What you have to do: Without skipping anything, write out each record below exactly.
## begin Record extracts
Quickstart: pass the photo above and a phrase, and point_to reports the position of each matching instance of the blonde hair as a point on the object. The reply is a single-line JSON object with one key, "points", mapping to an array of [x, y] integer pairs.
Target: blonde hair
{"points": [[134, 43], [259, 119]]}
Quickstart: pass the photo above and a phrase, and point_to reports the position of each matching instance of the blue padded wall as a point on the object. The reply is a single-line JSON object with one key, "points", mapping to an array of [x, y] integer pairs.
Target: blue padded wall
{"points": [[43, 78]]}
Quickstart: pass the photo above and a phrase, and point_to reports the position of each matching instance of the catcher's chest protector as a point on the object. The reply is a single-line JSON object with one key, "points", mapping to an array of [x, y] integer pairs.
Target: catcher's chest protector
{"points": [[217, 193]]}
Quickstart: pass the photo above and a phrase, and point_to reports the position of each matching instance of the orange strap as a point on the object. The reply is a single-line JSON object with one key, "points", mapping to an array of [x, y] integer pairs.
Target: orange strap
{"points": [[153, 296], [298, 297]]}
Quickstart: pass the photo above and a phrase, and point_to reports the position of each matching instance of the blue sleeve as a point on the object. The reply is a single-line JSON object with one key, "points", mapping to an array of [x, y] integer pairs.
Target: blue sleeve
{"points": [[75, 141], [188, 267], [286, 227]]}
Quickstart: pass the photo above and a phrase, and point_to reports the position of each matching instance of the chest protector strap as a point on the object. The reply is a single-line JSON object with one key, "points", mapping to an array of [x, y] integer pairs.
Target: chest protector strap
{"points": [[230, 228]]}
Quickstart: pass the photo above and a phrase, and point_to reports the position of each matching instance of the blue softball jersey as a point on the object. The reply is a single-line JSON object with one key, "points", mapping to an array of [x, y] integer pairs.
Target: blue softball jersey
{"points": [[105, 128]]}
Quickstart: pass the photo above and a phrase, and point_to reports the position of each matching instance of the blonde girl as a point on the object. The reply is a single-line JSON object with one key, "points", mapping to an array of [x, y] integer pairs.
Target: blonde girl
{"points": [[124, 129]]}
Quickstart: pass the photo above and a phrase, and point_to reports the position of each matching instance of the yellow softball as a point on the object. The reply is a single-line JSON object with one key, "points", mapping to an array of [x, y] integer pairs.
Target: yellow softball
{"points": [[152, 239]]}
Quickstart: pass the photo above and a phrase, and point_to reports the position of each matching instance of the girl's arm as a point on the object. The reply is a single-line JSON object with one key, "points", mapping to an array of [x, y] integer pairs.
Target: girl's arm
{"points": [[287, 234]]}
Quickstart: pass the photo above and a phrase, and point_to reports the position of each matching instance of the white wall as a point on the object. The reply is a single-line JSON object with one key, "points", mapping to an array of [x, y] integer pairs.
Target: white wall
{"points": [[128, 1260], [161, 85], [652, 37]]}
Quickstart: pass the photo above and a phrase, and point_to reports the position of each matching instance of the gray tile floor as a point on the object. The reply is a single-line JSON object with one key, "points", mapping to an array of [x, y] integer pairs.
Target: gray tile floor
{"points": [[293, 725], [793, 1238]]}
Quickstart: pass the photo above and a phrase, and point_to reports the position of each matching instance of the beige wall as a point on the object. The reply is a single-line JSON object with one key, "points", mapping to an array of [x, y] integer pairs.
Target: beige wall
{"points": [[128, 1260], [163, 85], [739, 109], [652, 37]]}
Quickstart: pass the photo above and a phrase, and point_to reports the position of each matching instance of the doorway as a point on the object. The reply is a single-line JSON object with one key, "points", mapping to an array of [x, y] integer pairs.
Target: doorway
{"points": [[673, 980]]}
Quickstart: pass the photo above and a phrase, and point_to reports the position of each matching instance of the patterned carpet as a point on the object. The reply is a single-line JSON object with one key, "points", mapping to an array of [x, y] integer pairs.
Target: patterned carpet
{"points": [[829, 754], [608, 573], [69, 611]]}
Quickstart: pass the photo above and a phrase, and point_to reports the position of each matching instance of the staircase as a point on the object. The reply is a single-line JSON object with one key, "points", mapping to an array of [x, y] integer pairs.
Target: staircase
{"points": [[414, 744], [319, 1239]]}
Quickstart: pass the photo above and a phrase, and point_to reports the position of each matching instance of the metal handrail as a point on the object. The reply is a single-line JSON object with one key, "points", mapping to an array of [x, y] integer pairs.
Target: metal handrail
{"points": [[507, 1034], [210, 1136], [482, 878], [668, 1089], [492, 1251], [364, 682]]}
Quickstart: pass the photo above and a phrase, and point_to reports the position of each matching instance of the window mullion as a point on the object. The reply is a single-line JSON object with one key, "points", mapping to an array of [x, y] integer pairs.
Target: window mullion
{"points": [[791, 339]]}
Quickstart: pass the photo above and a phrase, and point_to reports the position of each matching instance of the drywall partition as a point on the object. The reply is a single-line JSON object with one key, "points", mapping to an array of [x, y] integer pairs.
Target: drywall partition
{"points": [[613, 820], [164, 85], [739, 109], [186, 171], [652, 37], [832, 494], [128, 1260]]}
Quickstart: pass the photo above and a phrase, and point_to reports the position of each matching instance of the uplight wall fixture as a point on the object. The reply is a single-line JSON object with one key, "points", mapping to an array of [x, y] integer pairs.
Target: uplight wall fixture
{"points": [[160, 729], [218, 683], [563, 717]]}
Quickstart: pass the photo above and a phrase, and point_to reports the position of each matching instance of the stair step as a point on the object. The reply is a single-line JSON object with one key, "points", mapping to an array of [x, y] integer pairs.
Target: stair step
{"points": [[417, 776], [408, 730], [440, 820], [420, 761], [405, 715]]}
## end Record extracts
Answer:
Quickstart: pass the photo above and a phrase, and point_to reports the position of each matching instance of the blonde hair as a point on the object. The reply is a single-line JSON object with one key, "points", mapping to an array of [x, y] integer pairs.
Target: blonde hair
{"points": [[134, 43], [259, 119]]}
Quickstart: pass the photo above and a phrase, and point_to reports the position of each matching instance of the blue padded wall as a point on the object. The reply is a single-line JSON object with one key, "points", mapping to an array of [x, y] integer pairs.
Target: blue padded wall
{"points": [[43, 78]]}
Quickstart: pass the photo above and a phrase, and point_to reports the position of each matching instance of the catcher's chest protector as a point on the object. The reply is a single-line JSON object with one key, "points", mapping to an array of [x, y] integer pairs.
Target: catcher's chest protector
{"points": [[217, 193]]}
Quickstart: pass the photo above and a phrase, and point_to reports the position of each matching instance of the orange strap as a point on the object. The reply is a single-line JSON object with one key, "points", mapping to an array of [x, y] integer pairs.
Target: orange strap
{"points": [[153, 296], [298, 297]]}
Quickstart: pass the photo above and a phrase, and point_to reports the position of each matching instance of the blue sleeve as a point on the object. The reply is a single-line JSON object with one key, "points", mapping to an array of [x, y] integer pairs.
Target: blue sleeve
{"points": [[75, 141], [188, 267], [286, 227]]}
Quickstart: pass the photo above and a phrase, and point_to reports the position of each matching instance of the chest protector strap as a point on the object. The reply is a single-line JSON object with one key, "points", mapping to an array of [x, y] integer pairs.
Target: chest protector strap
{"points": [[230, 228]]}
Quickstart: pass the photo above and a phrase, and point_to reports the position of each matching instance of the blue softball jersey as a point on the object. The reply is a single-line JSON object with one key, "points", mapping to an array of [x, y] integer pairs.
Target: blue softball jersey
{"points": [[105, 128]]}
Quickstart: pass the photo above and a phrase, and point_to reports the position of each matching instance of the blonde girl as a point on the object. The reply is a single-line JSON object with one key, "points", mapping to an array of [x, y] integer pairs.
Target: blonde girl
{"points": [[124, 129]]}
Quickstart: pass the photo above and a phrase, and point_to reports the position of each matching instance of the yellow softball as a point on the object. The reply is a single-line JSON object with one key, "points", mapping to an array of [x, y] integer pairs.
Target: yellow softball
{"points": [[152, 239]]}
Quickstart: pass the photo above and a phrase, and point_to reports the position of each matching instance of the girl's arm as a point on the object. The reply is a single-line JSON object with one key, "points", mapping to an array of [x, y] integer pairs.
Target: girl's arm
{"points": [[287, 234]]}
Quickstart: pass the photo above and a phrase, and point_to reports the position of each matching instance of the white wall as a point on the object. The reply is a single-line JSON object with one key, "points", mapping to an array of [x, y] integer pairs.
Target: white wall
{"points": [[128, 1260], [161, 85], [652, 37]]}
Quickstart: pass the photo above and a phrase, and point_to reports the position of each matching instance of the gray tile floor as a point on the object. The reply is a single-line JSON object with one key, "points", mapping to an array of [x, y] integer pairs.
Target: gray tile floor
{"points": [[293, 725], [793, 1238]]}
Quickstart: pass the photo above and a phrase, and point_to reports the position of each matching instance of the beige wall as a point on the object. The reply is a single-line JSON object with one key, "points", mapping to an array of [x, y] integer pairs.
Target: beige wall
{"points": [[128, 1260], [163, 85], [739, 109], [652, 37]]}
Quickstart: pass the photo above and a phrase, and point_to reports the position of each matching instance of the doorway as a point on the object. The reply is a single-line JSON object with one key, "points", mapping to an array of [x, y] integer pairs.
Target: doorway
{"points": [[673, 980]]}
Quickstart: pass the photo above and a phrase, and point_to reports the position of each matching instance of the patterned carpet as a point on the object. The reply is a single-line JSON object with one key, "points", mapping to an array of [x, y] integer pairs.
Target: patterned carpet
{"points": [[829, 754], [608, 573], [69, 611]]}
Quickstart: pass the photo above and a phrase, and point_to reports the position of each matching instance of the staircase as a point on the object. The reply is a single-line JSON object with one key, "points", mapping to an array of [x, y] integer pairs.
Target: staircase
{"points": [[414, 744], [319, 1239]]}
Quickstart: pass the photo above and a phrase, and point_to reports the position of each matching instance of the metal handrail as a point on the object. The reply is a single-line JSON object with one key, "points", mapping to an array of [x, y] integer pairs.
Target: metal handrail
{"points": [[507, 1034], [210, 1136], [482, 878], [668, 1089], [492, 1251], [364, 682]]}
Quickstart: pass the photo above and a phrase, and point_to reports the position of each matching instance of the window mullion as a point on the object. The reply is a single-line JSON object with one key, "points", mapping to an array of [x, y] integer pairs.
Target: window mullion
{"points": [[791, 339]]}
Quickstart: pass the photo above and a phrase, and point_to reports the position of each matching instance of the drywall partition as a point on the object. The reply is a single-line JSON object with one key, "points", mapping to an array of [x, y] integer pairs.
Target: drywall partition
{"points": [[613, 820], [164, 85], [739, 109], [186, 171], [652, 37], [832, 494], [128, 1260]]}
Quickstart: pass the photo above and a phrase, and point_to reports the position of each matching instance of the uplight wall fixture as a point on the object. The reply is a single-line JSON object with one key, "points", mapping to an array of [x, y] integer pairs.
Target: uplight wall fixture
{"points": [[160, 729], [218, 683], [563, 717]]}
Quickstart: pass the photo above and a phrase, and point_to reports the position of each matching instance of the stair step as a point on the object. The reply is a single-line JSON object with one key, "points", mapping to an array of [x, y] integer pairs.
Target: stair step
{"points": [[417, 776], [408, 730], [440, 820], [420, 761], [405, 715]]}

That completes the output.